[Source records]
□ □ □

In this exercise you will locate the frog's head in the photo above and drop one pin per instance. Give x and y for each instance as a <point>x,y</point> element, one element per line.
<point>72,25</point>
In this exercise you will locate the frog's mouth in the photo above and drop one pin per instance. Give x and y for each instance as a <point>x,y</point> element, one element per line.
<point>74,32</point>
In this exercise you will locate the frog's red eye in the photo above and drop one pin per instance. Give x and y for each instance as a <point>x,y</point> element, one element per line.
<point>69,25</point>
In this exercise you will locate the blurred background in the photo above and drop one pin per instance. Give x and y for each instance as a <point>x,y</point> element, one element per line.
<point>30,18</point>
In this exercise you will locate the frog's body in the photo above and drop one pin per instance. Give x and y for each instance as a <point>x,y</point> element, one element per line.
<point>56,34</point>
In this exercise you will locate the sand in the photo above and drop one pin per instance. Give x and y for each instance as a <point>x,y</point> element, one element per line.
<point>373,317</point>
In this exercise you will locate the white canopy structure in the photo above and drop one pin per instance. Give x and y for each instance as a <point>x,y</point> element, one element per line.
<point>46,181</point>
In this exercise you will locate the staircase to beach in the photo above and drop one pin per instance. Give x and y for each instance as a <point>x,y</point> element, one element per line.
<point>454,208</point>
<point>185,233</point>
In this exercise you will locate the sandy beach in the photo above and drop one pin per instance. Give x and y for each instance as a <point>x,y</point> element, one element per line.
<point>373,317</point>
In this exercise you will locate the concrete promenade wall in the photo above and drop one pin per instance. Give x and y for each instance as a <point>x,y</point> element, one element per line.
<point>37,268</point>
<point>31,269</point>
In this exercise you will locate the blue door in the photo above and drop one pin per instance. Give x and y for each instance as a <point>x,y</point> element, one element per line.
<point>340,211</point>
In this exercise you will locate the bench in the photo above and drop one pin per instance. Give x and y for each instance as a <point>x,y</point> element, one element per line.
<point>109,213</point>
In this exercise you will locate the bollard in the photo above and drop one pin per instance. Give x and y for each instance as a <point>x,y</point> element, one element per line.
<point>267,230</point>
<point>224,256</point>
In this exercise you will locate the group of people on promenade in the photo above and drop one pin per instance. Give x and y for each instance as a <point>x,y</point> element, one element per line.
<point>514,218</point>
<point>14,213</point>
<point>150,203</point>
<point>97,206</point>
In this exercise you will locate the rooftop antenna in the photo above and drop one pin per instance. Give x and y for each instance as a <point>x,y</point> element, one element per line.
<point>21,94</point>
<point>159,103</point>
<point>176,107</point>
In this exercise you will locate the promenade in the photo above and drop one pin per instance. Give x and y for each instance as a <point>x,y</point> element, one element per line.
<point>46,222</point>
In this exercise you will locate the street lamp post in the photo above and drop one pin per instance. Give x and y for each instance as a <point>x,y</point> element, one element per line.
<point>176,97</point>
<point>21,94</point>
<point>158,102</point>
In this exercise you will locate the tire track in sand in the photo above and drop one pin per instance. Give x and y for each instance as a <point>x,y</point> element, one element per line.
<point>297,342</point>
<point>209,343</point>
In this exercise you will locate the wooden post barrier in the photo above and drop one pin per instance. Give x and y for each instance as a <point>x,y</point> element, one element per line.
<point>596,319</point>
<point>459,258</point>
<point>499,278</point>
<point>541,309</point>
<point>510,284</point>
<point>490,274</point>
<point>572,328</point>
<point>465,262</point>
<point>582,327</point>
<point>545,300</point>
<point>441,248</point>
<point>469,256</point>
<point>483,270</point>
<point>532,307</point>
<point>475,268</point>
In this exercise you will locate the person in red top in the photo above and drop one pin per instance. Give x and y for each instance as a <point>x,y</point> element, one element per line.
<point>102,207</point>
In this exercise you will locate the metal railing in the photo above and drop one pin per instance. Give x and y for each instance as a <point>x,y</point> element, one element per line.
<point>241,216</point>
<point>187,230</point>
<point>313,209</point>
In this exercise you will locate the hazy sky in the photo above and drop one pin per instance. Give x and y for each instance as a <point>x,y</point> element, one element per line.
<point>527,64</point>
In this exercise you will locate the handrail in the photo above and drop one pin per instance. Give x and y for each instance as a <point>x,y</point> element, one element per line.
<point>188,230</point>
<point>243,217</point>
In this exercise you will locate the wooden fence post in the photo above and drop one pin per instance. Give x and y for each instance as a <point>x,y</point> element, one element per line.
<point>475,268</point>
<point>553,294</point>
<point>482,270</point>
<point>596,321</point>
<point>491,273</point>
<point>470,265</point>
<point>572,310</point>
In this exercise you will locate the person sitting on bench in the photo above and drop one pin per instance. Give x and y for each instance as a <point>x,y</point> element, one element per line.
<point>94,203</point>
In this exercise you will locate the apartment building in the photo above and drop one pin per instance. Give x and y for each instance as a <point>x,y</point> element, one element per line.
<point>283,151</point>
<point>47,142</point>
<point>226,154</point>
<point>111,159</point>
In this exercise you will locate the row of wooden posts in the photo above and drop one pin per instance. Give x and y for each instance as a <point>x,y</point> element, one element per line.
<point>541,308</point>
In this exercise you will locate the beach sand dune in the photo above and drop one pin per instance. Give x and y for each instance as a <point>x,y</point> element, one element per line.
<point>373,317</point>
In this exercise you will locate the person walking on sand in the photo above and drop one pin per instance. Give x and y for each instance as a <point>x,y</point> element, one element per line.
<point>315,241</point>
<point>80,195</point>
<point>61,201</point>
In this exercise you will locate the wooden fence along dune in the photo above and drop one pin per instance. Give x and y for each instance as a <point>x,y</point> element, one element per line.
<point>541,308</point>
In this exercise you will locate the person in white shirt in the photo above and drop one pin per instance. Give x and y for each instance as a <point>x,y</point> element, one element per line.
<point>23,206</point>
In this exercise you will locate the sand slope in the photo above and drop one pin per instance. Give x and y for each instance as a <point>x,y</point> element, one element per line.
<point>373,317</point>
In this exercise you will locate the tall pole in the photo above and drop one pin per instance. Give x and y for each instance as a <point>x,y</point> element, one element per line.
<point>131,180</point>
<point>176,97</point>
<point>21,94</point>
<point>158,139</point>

□ □ □

> REQUIRED TASK
Give the items above as a CSV with the columns "text" and "answer" and one row per item. Put each item's text and its answer in a single quoted field, with any line breaks replaced by spaces.

> COMPLETED EXERCISE
text,answer
"In this exercise you will locate the frog's head in the photo above and drop one pin per instance. Give x and y for each instance as a <point>x,y</point> element, one element per line.","<point>72,25</point>"
"In this exercise you will locate the frog's mouth in the photo above and drop one pin per instance. Give x and y for each instance as a <point>x,y</point> element, one element per line.","<point>74,32</point>"
"In this exercise you will locate the frog's red eye in the photo above and drop one pin per instance. Give x and y for each instance as a <point>x,y</point> element, one element per line.","<point>69,25</point>"
"In this exercise you will locate the blurred background in the photo above and drop one pin per instance. Give x and y for each instance as a <point>x,y</point> element, one element per line.","<point>30,18</point>"
"In this exercise you will locate the frog's body in the photo above and drop one pin per instance. Give x and y for each instance as a <point>x,y</point> element, one element per line.","<point>56,34</point>"
"In this exercise you will locate the sand in the photo above and drop one pin per instance. Give x and y for each instance as a <point>x,y</point> element, one element per line.","<point>373,317</point>"
"In this exercise you will locate the white canopy structure in the photo above and drop one pin per instance. Give x and y for each instance as a <point>x,y</point> element, one element per line.","<point>46,181</point>"
"In this exercise you will locate the staircase to beach in the photo above and drop one pin per instance. Give x and y for each instance as a <point>x,y</point> element, one element per line.","<point>454,208</point> <point>185,233</point>"
"In this exercise you will locate the sandy beach in the photo above and drop one pin per instance. Give x and y for each instance as a <point>x,y</point> element, one element per line.","<point>373,317</point>"
"In this exercise you will locate the concrete promenade wall in the photo above and drop one pin per instance. Give x and y for each instance as a <point>x,y</point> element, one element per line.","<point>37,268</point> <point>31,269</point>"
"In this exercise you will locate the blue door in the photo above and drop one pin per instance. Give x and y for each instance as a <point>x,y</point> element, one element per line.","<point>340,211</point>"
"In this exercise you will locate the bench in the photo above and drop one pin per instance. Give x and y for each instance as a <point>x,y</point> element, one element per line.","<point>109,213</point>"
"In this exercise you will locate the bollard in the photo above and drop one pin per instance. Give x and y for each instance as a <point>x,y</point> element, one element per line.","<point>267,230</point> <point>224,256</point>"
"In this exercise you will locate the group of people on promenade in the photo above and drop one pin per instance. Give x and y for each instance as a <point>x,y</point> element, one element per line.","<point>514,218</point> <point>14,213</point> <point>150,203</point> <point>97,206</point>"
"In this exercise you will locate the rooftop antenna in the photo above and drop one pin per instance. Give x and y for each instance as a <point>x,y</point> element, one element per line.","<point>21,94</point> <point>159,103</point> <point>176,107</point>"
"In this exercise you will locate the promenade in the photo above and drop one pin per instance. Give x and y for each instance as a <point>x,y</point> element, one element per line.","<point>46,222</point>"
"In this exercise you will locate the street lamp post in the photo above and drop one pin per instance. Give x and y for each instance as a <point>x,y</point> element, one element per line.","<point>176,97</point> <point>21,94</point> <point>158,102</point>"
"In this exercise you will locate the tire track in sand in the photo above and drop one pin per instance. Give x and y for each instance as a <point>x,y</point> element, one element per line.","<point>297,342</point> <point>209,343</point>"
"In this exercise you will locate the wooden post barrier in the photo above and drop one pin per instance. Give x and y for each instance as a <point>x,y</point> element, one element per line.","<point>596,319</point> <point>459,258</point> <point>499,278</point> <point>541,309</point> <point>510,284</point> <point>490,274</point> <point>572,328</point> <point>465,262</point> <point>582,327</point> <point>545,300</point> <point>441,248</point> <point>469,256</point> <point>483,270</point> <point>532,307</point> <point>475,268</point>"
"In this exercise you will locate the person in red top in the photo above and drop one pin per instance. Give x and y for each instance as a <point>x,y</point> element, one element per line.","<point>102,207</point>"
"In this exercise you will locate the metal railing in the photo above and drop one pin per instance. Give x and y for each instance as a <point>x,y</point> element, one element per line.","<point>241,216</point> <point>187,230</point> <point>313,209</point>"
"In this exercise you will locate the hazy sky in the photo above and drop one pin per instance. Give x and y for each instance as a <point>x,y</point> element, one element per line.","<point>527,64</point>"
"In this exercise you will locate the handrail in the photo above and drop one pin per instance. Give x and y for each instance as a <point>x,y</point> element, one element per line.","<point>188,230</point> <point>243,217</point>"
"In this exercise you will locate the wooden fence post in the photo above and drop one pin per instance. Give x and y for each instance as a <point>x,y</point> element, one element per line.","<point>475,268</point> <point>553,294</point> <point>482,270</point> <point>596,321</point> <point>491,273</point> <point>470,265</point> <point>572,310</point>"
"In this exercise you will locate the person sitting on bench in the photo above and drop one pin per instance. Give x and y for each instance as a <point>x,y</point> element, one element per line.","<point>94,203</point>"
"In this exercise you will locate the apartment building in the photo above and drop one pin per instance. Give x and y for each instance as a <point>x,y</point> element, one element per line.","<point>283,151</point> <point>47,142</point> <point>226,154</point> <point>111,159</point>"
"In this exercise you will locate the row of wooden posts in the photo above and drop one pin per instance. Give x and y for each instance as a <point>x,y</point> element, one element per line.","<point>541,308</point>"
"In this exercise you will locate the beach sand dune in the photo above and drop one pin per instance. Give x and y for each instance as a <point>x,y</point> element, one element per line.","<point>373,317</point>"
"In this exercise you will locate the person walking on sand in the photo above and drop one pin per instance. Give x and y for each instance as a <point>x,y</point> element, one element per line.","<point>315,241</point> <point>80,195</point> <point>61,201</point>"
"In this exercise you will locate the wooden fence along dune in the photo above and drop one pin per instance. Give x and y for each instance as a <point>x,y</point> element, one element per line.","<point>541,308</point>"
"In this exercise you will locate the person in white shirt in the photo above and drop one pin per instance. Give x and y for each instance as a <point>x,y</point> element, one element per line.","<point>23,206</point>"
"In this exercise you will locate the sand slope in the photo above and drop one pin per instance. Give x and y for each instance as a <point>x,y</point> element, one element per line.","<point>373,317</point>"
"In this exercise you will locate the tall pole in the photo above and drop one pin per instance. Give x and y for each instance as a <point>x,y</point> element, one element per line.","<point>131,180</point> <point>176,97</point> <point>21,94</point> <point>158,139</point>"